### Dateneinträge
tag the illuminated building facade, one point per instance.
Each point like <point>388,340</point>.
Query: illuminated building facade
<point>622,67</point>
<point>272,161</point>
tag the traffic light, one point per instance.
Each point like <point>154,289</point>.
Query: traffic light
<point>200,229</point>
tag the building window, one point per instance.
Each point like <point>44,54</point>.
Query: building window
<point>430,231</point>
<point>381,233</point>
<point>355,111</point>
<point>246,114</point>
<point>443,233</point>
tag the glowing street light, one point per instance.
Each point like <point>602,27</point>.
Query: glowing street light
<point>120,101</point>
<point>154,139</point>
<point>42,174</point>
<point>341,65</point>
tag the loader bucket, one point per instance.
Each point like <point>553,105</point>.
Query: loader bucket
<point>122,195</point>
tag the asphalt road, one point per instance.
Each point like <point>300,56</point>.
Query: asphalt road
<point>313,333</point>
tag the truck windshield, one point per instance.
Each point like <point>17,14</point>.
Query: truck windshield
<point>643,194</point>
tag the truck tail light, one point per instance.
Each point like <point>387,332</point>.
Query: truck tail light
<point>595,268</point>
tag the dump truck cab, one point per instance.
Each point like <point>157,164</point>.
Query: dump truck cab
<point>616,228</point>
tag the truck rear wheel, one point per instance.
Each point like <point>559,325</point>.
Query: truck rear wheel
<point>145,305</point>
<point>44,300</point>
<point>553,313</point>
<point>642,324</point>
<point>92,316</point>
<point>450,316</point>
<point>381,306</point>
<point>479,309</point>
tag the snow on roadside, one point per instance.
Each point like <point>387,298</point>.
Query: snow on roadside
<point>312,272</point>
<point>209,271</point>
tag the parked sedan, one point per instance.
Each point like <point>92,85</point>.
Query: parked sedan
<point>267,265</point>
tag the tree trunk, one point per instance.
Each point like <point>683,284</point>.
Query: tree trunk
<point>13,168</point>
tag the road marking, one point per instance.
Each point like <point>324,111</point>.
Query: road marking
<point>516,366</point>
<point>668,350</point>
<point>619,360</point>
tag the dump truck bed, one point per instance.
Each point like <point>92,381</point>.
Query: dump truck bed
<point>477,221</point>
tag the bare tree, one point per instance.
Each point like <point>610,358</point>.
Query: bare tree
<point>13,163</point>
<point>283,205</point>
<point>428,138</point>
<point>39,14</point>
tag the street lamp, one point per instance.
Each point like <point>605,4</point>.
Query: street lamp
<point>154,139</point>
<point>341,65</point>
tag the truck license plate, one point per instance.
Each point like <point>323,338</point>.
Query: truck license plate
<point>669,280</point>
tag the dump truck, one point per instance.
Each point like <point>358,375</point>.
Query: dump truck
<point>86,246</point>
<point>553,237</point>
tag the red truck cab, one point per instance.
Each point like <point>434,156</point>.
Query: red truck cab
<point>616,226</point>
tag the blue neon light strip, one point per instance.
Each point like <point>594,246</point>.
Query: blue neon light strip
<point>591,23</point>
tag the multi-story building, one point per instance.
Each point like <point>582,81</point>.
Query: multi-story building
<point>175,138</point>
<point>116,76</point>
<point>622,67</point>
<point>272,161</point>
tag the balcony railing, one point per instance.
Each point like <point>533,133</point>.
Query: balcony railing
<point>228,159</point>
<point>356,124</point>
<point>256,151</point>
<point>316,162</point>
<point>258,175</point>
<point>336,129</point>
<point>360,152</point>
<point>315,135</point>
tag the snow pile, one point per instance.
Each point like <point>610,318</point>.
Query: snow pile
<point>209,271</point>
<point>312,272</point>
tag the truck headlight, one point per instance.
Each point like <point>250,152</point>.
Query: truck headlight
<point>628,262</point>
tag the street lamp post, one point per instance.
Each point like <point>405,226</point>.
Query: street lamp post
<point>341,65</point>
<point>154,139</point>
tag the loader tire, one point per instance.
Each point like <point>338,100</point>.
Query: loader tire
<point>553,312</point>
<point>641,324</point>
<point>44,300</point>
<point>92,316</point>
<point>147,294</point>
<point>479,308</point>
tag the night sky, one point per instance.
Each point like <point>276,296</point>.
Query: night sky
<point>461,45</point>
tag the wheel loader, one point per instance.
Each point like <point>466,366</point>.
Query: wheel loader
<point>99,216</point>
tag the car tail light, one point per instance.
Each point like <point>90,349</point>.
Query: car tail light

### Aufgabenziel
Benenne in allen Einträgen oben „Query“ in „Target“ um und gib die Zeilen sonst unverändert wieder.

### Schriftliche Antwort
tag the illuminated building facade, one point per instance.
Each point like <point>388,340</point>.
Target: illuminated building facade
<point>622,67</point>
<point>272,161</point>
tag the traffic light, one point per instance.
Each point like <point>154,289</point>.
Target: traffic light
<point>200,229</point>
tag the building window, one point per instance.
Each point like <point>44,54</point>.
Target: building window
<point>430,231</point>
<point>381,233</point>
<point>355,111</point>
<point>246,114</point>
<point>443,233</point>
tag the glowing street light, one point per instance.
Each point like <point>602,27</point>.
Target: glowing street light
<point>120,101</point>
<point>154,139</point>
<point>42,174</point>
<point>341,65</point>
tag the loader bucket, one point per instance.
Each point like <point>553,105</point>.
Target: loader bucket
<point>122,195</point>
tag the asphalt road, one point per instance.
Each point like <point>300,56</point>.
Target: asphalt road
<point>313,333</point>
tag the truck windshield, one point per instance.
Each point like <point>17,14</point>.
Target: truck windshield
<point>643,194</point>
tag the truck tail light, one point per instance.
Each point like <point>387,332</point>.
Target: truck tail light
<point>595,268</point>
tag the dump truck cab, one point per instance.
Each point like <point>157,164</point>.
Target: dump truck cab
<point>616,228</point>
tag the truck rear wheel, one point per instance.
Each point like <point>559,325</point>.
Target: truck rear wheel
<point>145,305</point>
<point>44,300</point>
<point>553,313</point>
<point>642,324</point>
<point>92,316</point>
<point>450,316</point>
<point>381,306</point>
<point>479,309</point>
tag the snow on roadside, one point per instance.
Each point like <point>387,298</point>.
Target: snow on roadside
<point>312,272</point>
<point>209,271</point>
tag the parked sedan, one point per instance.
Each point like <point>92,85</point>.
Target: parked sedan
<point>267,265</point>
tag the tree trunk, one point per instance.
Each point like <point>683,284</point>.
Target: tree trunk
<point>13,168</point>
tag the road marking, one point per instance.
Each point like <point>324,111</point>.
Target: road marking
<point>516,366</point>
<point>668,350</point>
<point>619,360</point>
tag the dump truck bed, one point per instance.
Each point like <point>92,381</point>.
Target: dump truck bed
<point>477,221</point>
tag the bare tree, one point per instance.
Each point like <point>610,358</point>.
Target: bare tree
<point>13,163</point>
<point>283,205</point>
<point>428,138</point>
<point>39,14</point>
tag the street lamp, one point per instance.
Each point like <point>605,4</point>.
Target: street lamp
<point>154,139</point>
<point>341,65</point>
tag the truck license plate, one point per instance.
Each point like <point>323,338</point>.
Target: truck license plate
<point>669,280</point>
tag the dump truck, one point per instance.
Each point like <point>358,375</point>.
Target: dump truck
<point>86,246</point>
<point>553,237</point>
tag the red truck cab, one point per instance.
Each point like <point>434,156</point>.
Target: red truck cab
<point>616,226</point>
tag the blue neon light strip, one point per instance.
Each point like <point>594,246</point>.
Target: blue neon light strip
<point>591,23</point>
tag the multi-story building, one point per instance.
Each point like <point>582,81</point>.
Target: multi-story building
<point>175,138</point>
<point>116,76</point>
<point>622,67</point>
<point>272,161</point>
tag the balcony railing, one point per instance.
Each point like <point>533,133</point>.
Target: balcony railing
<point>228,159</point>
<point>356,124</point>
<point>256,151</point>
<point>316,162</point>
<point>258,175</point>
<point>336,129</point>
<point>360,152</point>
<point>315,135</point>
tag the snow pile, one point per instance.
Each point like <point>610,318</point>.
Target: snow pile
<point>209,271</point>
<point>312,272</point>
tag the truck headlight, one point per instance.
Each point like <point>250,152</point>.
Target: truck headlight
<point>628,262</point>
tag the street lamp post, one point per instance.
Each point like <point>405,226</point>.
Target: street lamp post
<point>341,65</point>
<point>154,139</point>
tag the loader tire, one point per instance.
Each point like <point>338,100</point>.
Target: loader tire
<point>553,312</point>
<point>641,324</point>
<point>44,300</point>
<point>92,316</point>
<point>147,294</point>
<point>479,308</point>
tag the night sky, one point per instance.
Each point like <point>276,296</point>.
Target: night sky
<point>461,45</point>
tag the wheel loader, one point per instance.
Each point like <point>466,366</point>.
Target: wheel loader
<point>99,216</point>
tag the car tail light, one point per instance.
Each point like <point>90,349</point>.
Target: car tail light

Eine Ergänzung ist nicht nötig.